** start Page excerpt **

Waters of the Americas: US Geological Survey #410401112134801, Record Low Water Level, 4192’, Antelope Island Causeway B (Great Salt Lake, UT, 8.28.18) (2018) was created in Utah’s famed Great Salt Lake at a time of record low water levels. The Great Salt Lake’s recent fluctuations are indicative of newly changing weather patterns, and alternating periods of drought and plenty have made it a site of concern. The lake hit consistent record lows, and, in 2018, Riepenhoff memorialized that time in a sixteen-print array of cyanotypes showing the vitality and movement still seen at water’s edge. Riepenhoff’s Waters of the Americas series depicts the microcosms of each site’s conditions, showing audiences individual instances at each site set against a backdrop of changes visible in nature worldwide.
On Riepenhoff’s Practice
Meghann Riepenhoff’s practice is founded on the interaction of natural sources of water with the raw components of photography through a combination of subject and process. By immersing large-scale cyanotypes directly into the landscape, Riepenhoff shows both the movements and circumstances of each source of water, depicting individual moments within a timeline of change. Each of the artist’s series makes evident the interconnected nature of the environment and the importance of humanity’s place within it. In her series Littoral Drift, Ecotone, and Ice, Riepenhoff imprints the gestures of waves, rain, and frozen water on her works, which together show the mutability and power of water in its varying forms. Waters of the Americas makes a specific mission of engaging with bodies of water in flux, showing the extremity in their short-term condition within the context of the continually shifting natural world and the geologic timeline. A focus on a specific history motivates her series Adaptive Radiation, which examines the waters and beaches of the Marshall Islands, highlighting the legacies of nuclear testing that are still written into the landscape of the region. In this way, Riepenhoff finds moments of transcendence within the passage of time, embracing impermanence as a central driver of her practice.

** end Page excerpt **
** start Provided material **

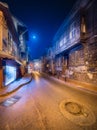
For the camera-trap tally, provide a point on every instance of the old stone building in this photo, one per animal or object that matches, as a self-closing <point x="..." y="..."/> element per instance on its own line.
<point x="75" y="43"/>
<point x="10" y="58"/>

** end Provided material **

◆ Directions
**a.** Answer these about the Riepenhoff excerpt, one line each:
(i) How many prints make up the 2018 cyanotype array made at the Great Salt Lake?
(ii) Which series looks at the waters and beaches of the Marshall Islands?
(iii) What does Riepenhoff immerse directly into the landscape?
**b.** Write out the stretch of the Riepenhoff excerpt from "Waters of the Americas: US" through "in nature worldwide.".

◆ Written answers
**a.**
(i) Sixteen.
(ii) Adaptive Radiation.
(iii) Large-scale cyanotypes.

**b.**
Waters of the Americas: US Geological Survey #410401112134801, Record Low Water Level, 4192’, Antelope Island Causeway B (Great Salt Lake, UT, 8.28.18) (2018) was created in Utah’s famed Great Salt Lake at a time of record low water levels. The Great Salt Lake’s recent fluctuations are indicative of newly changing weather patterns, and alternating periods of drought and plenty have made it a site of concern. The lake hit consistent record lows, and, in 2018, Riepenhoff memorialized that time in a sixteen-print array of cyanotypes showing the vitality and movement still seen at water’s edge. Riepenhoff’s Waters of the Americas series depicts the microcosms of each site’s conditions, showing audiences individual instances at each site set against a backdrop of changes visible in nature worldwide.